- _TO DO_:
**A)** Update the passage on the temperature monitoring and control system by writing out everything from "Initialize portsSTSample PTCompare" down to "through it [3] .", with "sensor" replaced by "temperature sensor".
**B)** Which microcontroller is part of the hardware in the passage on the temperature monitoring and control system?

- _PASSAGE GIVEN_:
start
Physical processes require measurement of the variables involved in the processes and the control of these processes based on the measured variables. Examples of these variables include temperature, flow rate, pressure, etc.
A combination of measurement and control can only be achieved when a form of intelligence is introduced. Intelligent instrumentation can thus be defined as the use of a measurement system to evaluate a physical variable employing usually a microprocessor/microcontroller-based system to perform the information processing [1],[2] . The result of the information processing can then be used to control the physical process based on the stored program in the system memory.
1.1 System Description
The block diagram of the temperature monitoring and control system is shown in [Figure 1]. The system hardware consists of a signal diode (1N414 8), a differential amplifier, a flash comparator analog to digital converter, the Intel 8751 microcontroller, seven segment display interfaced to the microcontroller to enable the display of the set (desired) temperature (ST), and process temperature (PT), which is from 25°C to 99°C. Other circuits are introduced for the blinker and heater system control. The keypad serves as the input device for the ST.{Figure 1}
1.2 Software System
The software governing the operation of the system was developed in assembly language and then complied before being loaded onto the onboard erasable programmable read only memory (EPROM). The algorithm utilized is listed below.
Initialize portsSTSample PTCompare ST and PTIf ST > PT then continue heatingIf ST = PT turn off the heater
The flow chart for the system is shown in [Figure 2].{Figure 2}
1.3 The Transducer Circuit
The general purpose silicon diode IN41 48 was used as the sensor as shown in [Figure 3].{Figure 3}
The 1N4148 signal diode generates a forward voltage of approximately 600 mV when a fixed current of 1v mA is passed through it [3] .
end
- _SUPPLIED DATA_:
start
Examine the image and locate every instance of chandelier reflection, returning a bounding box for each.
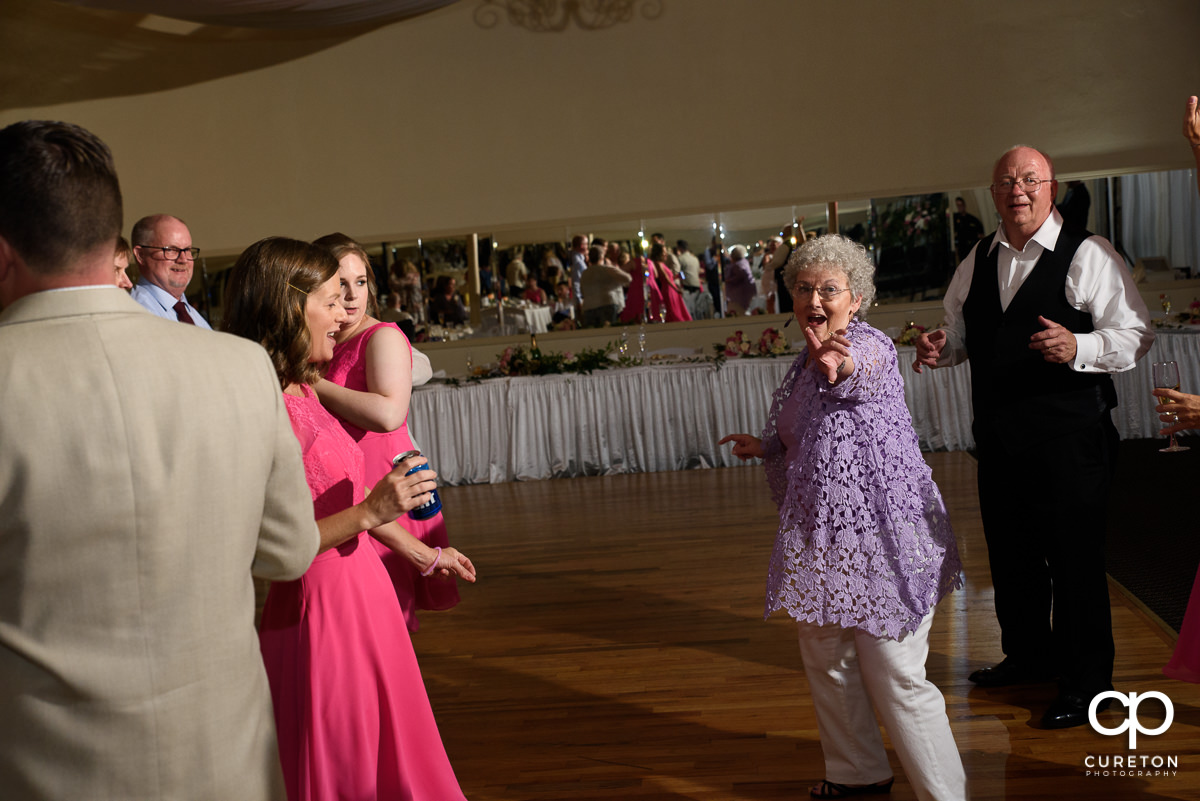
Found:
[475,0,662,32]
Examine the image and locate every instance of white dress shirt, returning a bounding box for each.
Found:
[130,279,212,331]
[937,209,1154,373]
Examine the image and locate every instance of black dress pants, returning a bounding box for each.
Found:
[977,412,1118,697]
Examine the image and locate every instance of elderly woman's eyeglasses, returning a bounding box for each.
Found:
[792,284,850,301]
[138,245,200,261]
[991,177,1054,194]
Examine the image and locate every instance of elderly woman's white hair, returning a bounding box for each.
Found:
[784,234,875,320]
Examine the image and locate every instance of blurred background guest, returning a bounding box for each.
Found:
[313,234,458,632]
[725,245,757,317]
[113,236,133,290]
[428,275,470,325]
[582,245,631,329]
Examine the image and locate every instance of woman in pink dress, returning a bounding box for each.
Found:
[1154,95,1200,683]
[650,242,691,323]
[224,237,475,801]
[618,255,664,323]
[313,234,458,633]
[620,242,691,323]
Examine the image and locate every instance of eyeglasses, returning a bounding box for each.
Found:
[138,245,200,261]
[792,284,850,301]
[991,177,1054,194]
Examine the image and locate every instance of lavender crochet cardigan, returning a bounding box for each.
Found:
[762,320,962,639]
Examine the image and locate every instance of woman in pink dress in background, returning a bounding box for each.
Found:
[224,237,475,801]
[620,242,691,323]
[313,234,458,632]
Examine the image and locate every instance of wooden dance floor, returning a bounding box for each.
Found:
[414,453,1200,801]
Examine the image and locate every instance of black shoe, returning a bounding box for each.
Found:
[967,660,1054,687]
[1042,693,1112,729]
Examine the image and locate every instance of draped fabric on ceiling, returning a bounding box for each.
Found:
[64,0,457,29]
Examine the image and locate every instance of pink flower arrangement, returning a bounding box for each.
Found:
[714,329,788,359]
[725,331,750,359]
[758,329,787,356]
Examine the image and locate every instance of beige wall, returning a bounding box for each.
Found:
[0,0,1200,254]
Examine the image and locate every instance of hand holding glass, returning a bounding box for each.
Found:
[1153,362,1192,453]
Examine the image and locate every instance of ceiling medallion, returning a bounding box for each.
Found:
[475,0,662,34]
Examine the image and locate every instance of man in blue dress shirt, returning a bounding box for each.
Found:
[130,215,211,330]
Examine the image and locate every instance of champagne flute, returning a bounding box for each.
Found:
[1154,362,1192,453]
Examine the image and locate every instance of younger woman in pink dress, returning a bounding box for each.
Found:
[224,239,475,801]
[313,234,458,632]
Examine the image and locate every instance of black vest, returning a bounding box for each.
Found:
[962,231,1117,451]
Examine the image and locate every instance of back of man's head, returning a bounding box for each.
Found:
[0,120,122,276]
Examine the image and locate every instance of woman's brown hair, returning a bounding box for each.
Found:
[223,236,337,389]
[312,234,379,317]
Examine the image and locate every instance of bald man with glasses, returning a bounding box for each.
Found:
[130,215,211,331]
[913,146,1154,729]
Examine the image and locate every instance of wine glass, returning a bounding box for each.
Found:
[1154,362,1192,453]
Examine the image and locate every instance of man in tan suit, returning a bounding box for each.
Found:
[0,122,318,801]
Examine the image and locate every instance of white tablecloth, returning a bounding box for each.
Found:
[409,348,972,484]
[409,332,1200,484]
[1112,326,1200,439]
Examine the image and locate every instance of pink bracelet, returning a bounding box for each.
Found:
[421,546,442,578]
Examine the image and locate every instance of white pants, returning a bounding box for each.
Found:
[799,612,967,801]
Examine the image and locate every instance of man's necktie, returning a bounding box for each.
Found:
[175,301,196,325]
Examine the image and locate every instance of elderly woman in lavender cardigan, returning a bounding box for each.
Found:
[721,235,967,799]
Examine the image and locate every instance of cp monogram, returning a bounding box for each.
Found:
[1087,689,1175,751]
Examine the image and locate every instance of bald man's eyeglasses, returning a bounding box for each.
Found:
[991,177,1054,194]
[138,245,200,261]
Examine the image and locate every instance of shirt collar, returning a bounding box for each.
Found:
[988,207,1062,253]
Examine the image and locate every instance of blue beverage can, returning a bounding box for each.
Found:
[391,451,442,520]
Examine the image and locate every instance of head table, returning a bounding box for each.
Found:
[409,331,1200,484]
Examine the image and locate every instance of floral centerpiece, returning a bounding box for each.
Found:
[713,329,791,359]
[492,343,614,378]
end
- _SOLUTIONS_:
**A)**
Initialize portsSTSample PTCompare ST and PTIf ST > PT then continue heatingIf ST = PT turn off the heater
The flow chart for the system is shown in [Figure 2].{Figure 2}
1.3 The Transducer Circuit
The general purpose silicon diode IN41 48 was used as the temperature sensor as shown in [Figure 3].{Figure 3}
The 1N4148 signal diode generates a forward voltage of approximately 600 mV when a fixed current of 1v mA is passed through it [3] .

**B)** The Intel 8751 microcontroller.